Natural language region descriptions
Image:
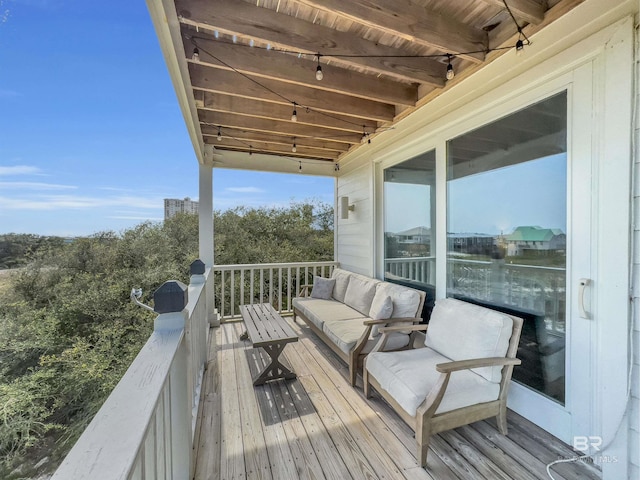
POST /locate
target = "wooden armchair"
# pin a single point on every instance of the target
(456, 374)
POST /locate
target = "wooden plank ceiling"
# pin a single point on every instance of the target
(257, 61)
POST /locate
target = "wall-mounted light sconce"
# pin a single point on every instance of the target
(345, 208)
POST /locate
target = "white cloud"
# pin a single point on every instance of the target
(131, 217)
(60, 202)
(245, 190)
(20, 170)
(35, 186)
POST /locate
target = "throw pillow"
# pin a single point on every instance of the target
(322, 287)
(381, 308)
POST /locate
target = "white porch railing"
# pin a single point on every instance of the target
(522, 286)
(417, 269)
(275, 283)
(145, 428)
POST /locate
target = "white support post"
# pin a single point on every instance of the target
(205, 235)
(170, 301)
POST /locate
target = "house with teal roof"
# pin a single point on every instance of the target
(535, 238)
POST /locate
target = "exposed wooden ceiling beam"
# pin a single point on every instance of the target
(254, 108)
(528, 10)
(289, 69)
(249, 136)
(268, 147)
(240, 18)
(412, 22)
(278, 127)
(231, 83)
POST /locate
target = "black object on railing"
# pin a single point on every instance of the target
(197, 267)
(172, 296)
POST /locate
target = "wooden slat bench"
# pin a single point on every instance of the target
(267, 329)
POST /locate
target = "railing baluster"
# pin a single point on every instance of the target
(252, 280)
(242, 299)
(233, 292)
(271, 286)
(289, 289)
(222, 293)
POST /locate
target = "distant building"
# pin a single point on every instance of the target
(535, 238)
(173, 206)
(472, 243)
(415, 235)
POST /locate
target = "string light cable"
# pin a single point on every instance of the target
(450, 73)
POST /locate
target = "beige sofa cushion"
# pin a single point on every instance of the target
(318, 310)
(463, 331)
(360, 293)
(346, 333)
(342, 281)
(408, 376)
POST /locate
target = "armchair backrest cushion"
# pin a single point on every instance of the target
(463, 331)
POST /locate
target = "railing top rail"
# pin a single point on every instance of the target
(408, 259)
(108, 447)
(249, 266)
(507, 265)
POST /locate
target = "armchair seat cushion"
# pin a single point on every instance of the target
(408, 376)
(317, 310)
(346, 333)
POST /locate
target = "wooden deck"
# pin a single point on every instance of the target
(317, 426)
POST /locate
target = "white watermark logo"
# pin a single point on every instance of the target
(584, 444)
(592, 444)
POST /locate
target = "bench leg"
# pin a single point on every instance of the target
(275, 369)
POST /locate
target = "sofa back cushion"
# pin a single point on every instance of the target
(360, 293)
(323, 287)
(342, 282)
(406, 301)
(463, 331)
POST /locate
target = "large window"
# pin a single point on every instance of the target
(409, 223)
(507, 225)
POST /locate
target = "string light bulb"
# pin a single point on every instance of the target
(450, 72)
(319, 74)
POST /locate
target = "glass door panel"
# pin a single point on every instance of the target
(506, 231)
(409, 221)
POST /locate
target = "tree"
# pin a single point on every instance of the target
(68, 330)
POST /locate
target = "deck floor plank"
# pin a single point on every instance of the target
(318, 427)
(232, 465)
(347, 410)
(207, 465)
(547, 449)
(255, 453)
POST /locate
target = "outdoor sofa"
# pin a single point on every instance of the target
(347, 310)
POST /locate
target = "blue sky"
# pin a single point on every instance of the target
(91, 135)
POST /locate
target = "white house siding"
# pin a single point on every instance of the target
(355, 237)
(354, 243)
(634, 421)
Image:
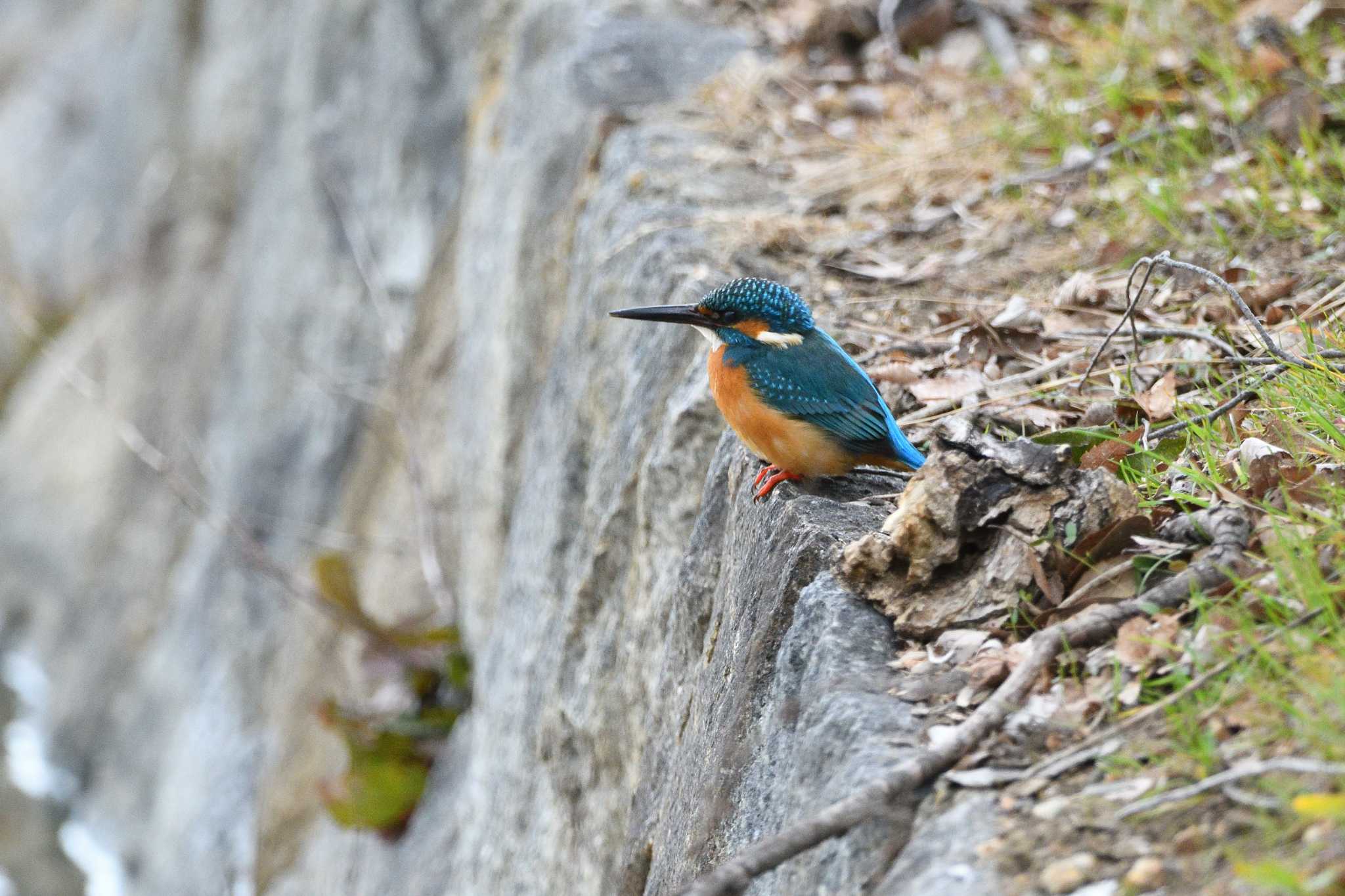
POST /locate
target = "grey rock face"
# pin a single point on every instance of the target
(663, 670)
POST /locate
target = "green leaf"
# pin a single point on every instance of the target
(458, 671)
(378, 793)
(1078, 438)
(1321, 806)
(335, 582)
(1269, 874)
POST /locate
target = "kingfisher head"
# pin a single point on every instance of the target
(745, 312)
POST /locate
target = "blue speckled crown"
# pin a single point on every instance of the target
(766, 300)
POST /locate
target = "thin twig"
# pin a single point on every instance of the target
(974, 198)
(395, 340)
(1248, 314)
(1228, 530)
(1223, 409)
(1146, 332)
(1239, 771)
(1132, 304)
(144, 450)
(1017, 379)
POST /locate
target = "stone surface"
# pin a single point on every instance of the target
(665, 671)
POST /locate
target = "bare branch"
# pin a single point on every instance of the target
(1228, 531)
(1239, 771)
(1086, 748)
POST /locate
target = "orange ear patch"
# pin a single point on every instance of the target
(752, 328)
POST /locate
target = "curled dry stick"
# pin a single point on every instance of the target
(1224, 528)
(959, 550)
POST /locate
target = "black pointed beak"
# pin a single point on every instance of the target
(667, 314)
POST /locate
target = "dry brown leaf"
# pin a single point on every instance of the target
(900, 372)
(1034, 416)
(1285, 116)
(988, 670)
(1147, 640)
(1262, 295)
(953, 386)
(1161, 398)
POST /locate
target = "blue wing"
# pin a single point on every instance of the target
(820, 383)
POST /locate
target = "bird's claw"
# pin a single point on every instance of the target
(780, 476)
(770, 469)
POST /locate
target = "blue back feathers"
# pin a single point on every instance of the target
(814, 381)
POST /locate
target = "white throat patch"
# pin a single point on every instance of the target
(779, 340)
(709, 333)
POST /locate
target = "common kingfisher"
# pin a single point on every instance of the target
(786, 387)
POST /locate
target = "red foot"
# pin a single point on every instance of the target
(783, 476)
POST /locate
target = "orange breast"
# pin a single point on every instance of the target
(791, 445)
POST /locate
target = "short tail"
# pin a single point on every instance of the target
(907, 452)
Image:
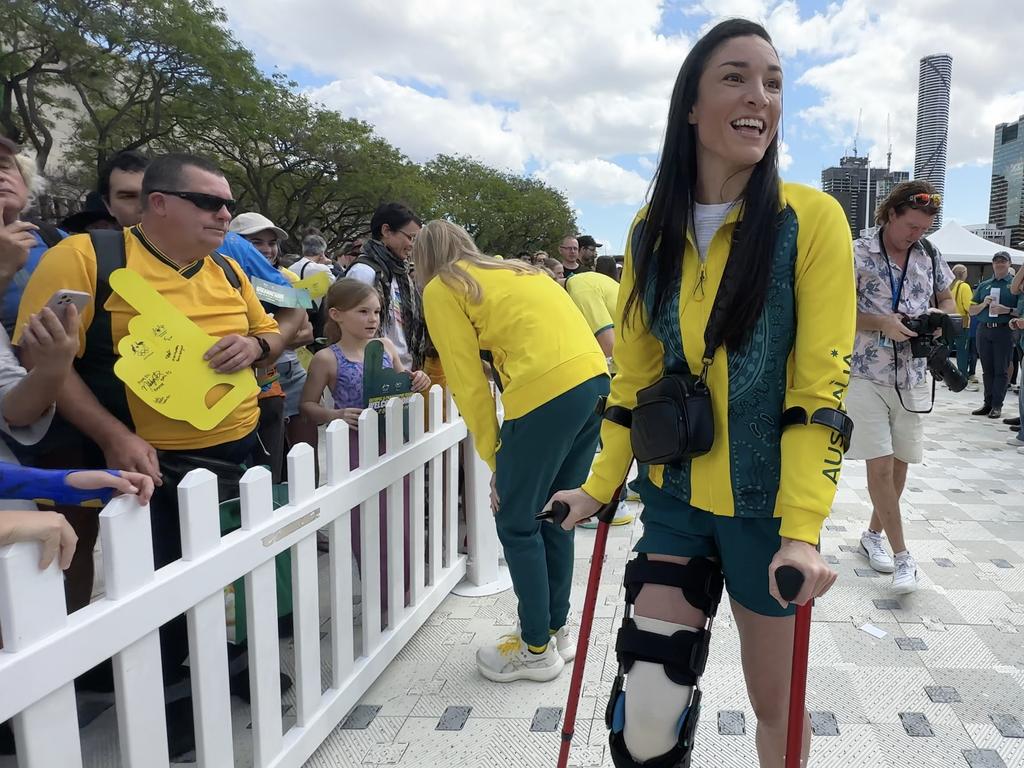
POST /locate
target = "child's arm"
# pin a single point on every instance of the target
(322, 375)
(71, 486)
(48, 346)
(51, 528)
(421, 381)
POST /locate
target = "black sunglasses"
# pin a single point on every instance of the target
(202, 201)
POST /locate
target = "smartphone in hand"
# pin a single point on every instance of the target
(64, 297)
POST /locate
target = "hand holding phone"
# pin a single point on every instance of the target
(65, 296)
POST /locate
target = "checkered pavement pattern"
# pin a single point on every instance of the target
(943, 688)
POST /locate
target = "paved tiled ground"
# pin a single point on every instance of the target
(950, 666)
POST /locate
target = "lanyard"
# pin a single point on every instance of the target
(897, 289)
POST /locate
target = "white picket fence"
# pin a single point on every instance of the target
(45, 649)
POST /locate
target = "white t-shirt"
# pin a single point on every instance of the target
(392, 325)
(707, 220)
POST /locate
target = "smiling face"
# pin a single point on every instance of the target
(361, 321)
(738, 105)
(266, 243)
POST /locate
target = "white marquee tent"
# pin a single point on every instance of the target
(960, 246)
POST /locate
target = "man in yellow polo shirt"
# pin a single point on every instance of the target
(596, 295)
(186, 206)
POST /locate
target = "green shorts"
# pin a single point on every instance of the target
(744, 546)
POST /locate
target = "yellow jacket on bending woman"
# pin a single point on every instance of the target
(538, 355)
(754, 469)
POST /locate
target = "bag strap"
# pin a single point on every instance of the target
(109, 246)
(229, 273)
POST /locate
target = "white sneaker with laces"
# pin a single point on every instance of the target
(565, 643)
(510, 659)
(905, 578)
(873, 548)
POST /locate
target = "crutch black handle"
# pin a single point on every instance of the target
(790, 581)
(557, 514)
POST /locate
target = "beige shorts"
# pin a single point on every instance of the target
(882, 426)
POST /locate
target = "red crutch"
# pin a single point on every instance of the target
(604, 516)
(790, 582)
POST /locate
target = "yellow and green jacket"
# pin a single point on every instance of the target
(541, 345)
(798, 355)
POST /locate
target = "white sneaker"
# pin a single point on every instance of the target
(905, 578)
(510, 659)
(623, 517)
(565, 643)
(872, 546)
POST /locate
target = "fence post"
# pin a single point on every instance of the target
(200, 513)
(305, 591)
(32, 607)
(340, 538)
(261, 625)
(484, 573)
(127, 540)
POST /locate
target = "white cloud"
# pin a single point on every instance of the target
(567, 86)
(567, 83)
(596, 180)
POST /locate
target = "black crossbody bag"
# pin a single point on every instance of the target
(673, 421)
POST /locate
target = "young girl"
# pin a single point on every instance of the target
(553, 373)
(354, 318)
(720, 220)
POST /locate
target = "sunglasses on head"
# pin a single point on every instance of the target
(204, 202)
(924, 200)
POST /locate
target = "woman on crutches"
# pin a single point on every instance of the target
(738, 311)
(552, 373)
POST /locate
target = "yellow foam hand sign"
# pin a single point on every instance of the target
(162, 359)
(317, 285)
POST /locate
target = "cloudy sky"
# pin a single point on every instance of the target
(577, 91)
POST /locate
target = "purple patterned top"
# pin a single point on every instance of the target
(348, 385)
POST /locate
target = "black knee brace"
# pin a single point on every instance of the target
(683, 654)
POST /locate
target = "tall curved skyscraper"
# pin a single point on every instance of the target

__REQUIRED ACTION__
Within the records, count the lines that include the word "plank". Answer with the number only.

__REPLY TO THE TASK__
2